(Items from a data source)
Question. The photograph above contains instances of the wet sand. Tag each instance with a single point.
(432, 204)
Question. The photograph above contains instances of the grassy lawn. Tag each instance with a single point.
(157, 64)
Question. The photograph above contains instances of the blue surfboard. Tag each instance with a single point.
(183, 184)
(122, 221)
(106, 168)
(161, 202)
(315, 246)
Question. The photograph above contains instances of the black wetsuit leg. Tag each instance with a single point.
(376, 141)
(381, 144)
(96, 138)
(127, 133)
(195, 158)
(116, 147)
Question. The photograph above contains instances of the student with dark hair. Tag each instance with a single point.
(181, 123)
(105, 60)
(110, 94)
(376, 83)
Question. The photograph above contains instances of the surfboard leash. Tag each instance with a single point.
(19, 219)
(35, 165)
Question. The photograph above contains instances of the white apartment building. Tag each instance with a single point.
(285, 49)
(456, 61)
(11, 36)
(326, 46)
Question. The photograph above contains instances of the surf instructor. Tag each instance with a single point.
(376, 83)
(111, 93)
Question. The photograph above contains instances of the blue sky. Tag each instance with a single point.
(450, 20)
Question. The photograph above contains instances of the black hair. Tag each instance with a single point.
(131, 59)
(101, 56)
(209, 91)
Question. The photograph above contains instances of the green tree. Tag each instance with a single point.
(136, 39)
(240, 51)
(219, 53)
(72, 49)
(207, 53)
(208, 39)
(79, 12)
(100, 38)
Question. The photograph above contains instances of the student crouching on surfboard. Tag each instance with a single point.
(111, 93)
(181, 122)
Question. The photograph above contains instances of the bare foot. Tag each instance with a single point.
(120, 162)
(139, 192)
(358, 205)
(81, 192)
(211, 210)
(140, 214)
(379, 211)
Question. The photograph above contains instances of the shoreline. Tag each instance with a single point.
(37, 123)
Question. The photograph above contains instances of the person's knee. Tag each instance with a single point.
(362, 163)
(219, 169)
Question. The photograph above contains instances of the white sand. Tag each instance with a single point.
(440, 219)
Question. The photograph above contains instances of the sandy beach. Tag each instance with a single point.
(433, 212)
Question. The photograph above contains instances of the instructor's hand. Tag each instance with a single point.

Your task: Set every record down again exactly as written.

Completed task:
Question. The photograph above contains instances of the wet sand. Tag each instance with a single point.
(432, 204)
Question. The photograph above contains instances of the grassy lawn. Tag each instance with a single point.
(157, 64)
Question. The photograph above contains instances of the blue surfboard. Tag each instance with a single point.
(183, 184)
(122, 221)
(106, 168)
(161, 202)
(315, 246)
Question. The photograph above contains instances of the black wetsuit leg. Tag each instance with a single point.
(376, 141)
(381, 144)
(96, 138)
(127, 133)
(195, 158)
(116, 147)
Question. The photograph above contains instances of the student with dark hair. Tag each instance with a single point.
(181, 123)
(105, 60)
(110, 94)
(376, 83)
Question. The photograph above contains instances of the surfboard leash. Tag each instance with a single point.
(19, 219)
(35, 165)
Question. The photograph above contains instances of the white apartment building. Tag each instance with a single point.
(285, 49)
(456, 61)
(11, 36)
(326, 46)
Question. The photograph above contains instances of the surf instructor. Tag each instance with a single point.
(376, 83)
(111, 93)
Question. The photograph above contains instances of the blue sky. Tag each instance with a single point.
(450, 20)
Question. The photograph above contains instances of the black hair. Tag each instance with a single point.
(131, 59)
(101, 56)
(209, 91)
Question. The photograph above contains instances of the green tree. Tag each instance with a single point.
(136, 39)
(240, 51)
(219, 53)
(72, 49)
(207, 53)
(208, 39)
(79, 12)
(100, 38)
Question. The photograph above contains instances of the student crouching on surfboard. Tag each instance with a single point.
(111, 93)
(181, 122)
Question. The photograph above contains instances of the bare foot. Tag each instance with a single point.
(120, 162)
(139, 192)
(358, 205)
(81, 192)
(211, 210)
(140, 214)
(379, 211)
Question. The photograph above contains instances of the shoreline. Tag each instance with a single point.
(37, 123)
Question. The photograph above contains instances of the person's knee. Tag each instance with a single point.
(362, 163)
(219, 169)
Question. The photograph above contains instances of the white sand. Tag each instance with a single point.
(440, 219)
Question. The photograph above contains instances of the sandy beach. Tag each instance with a single point.
(433, 212)
Question. The photograph above contains instances of the instructor's hand. Tag each instance with a single point.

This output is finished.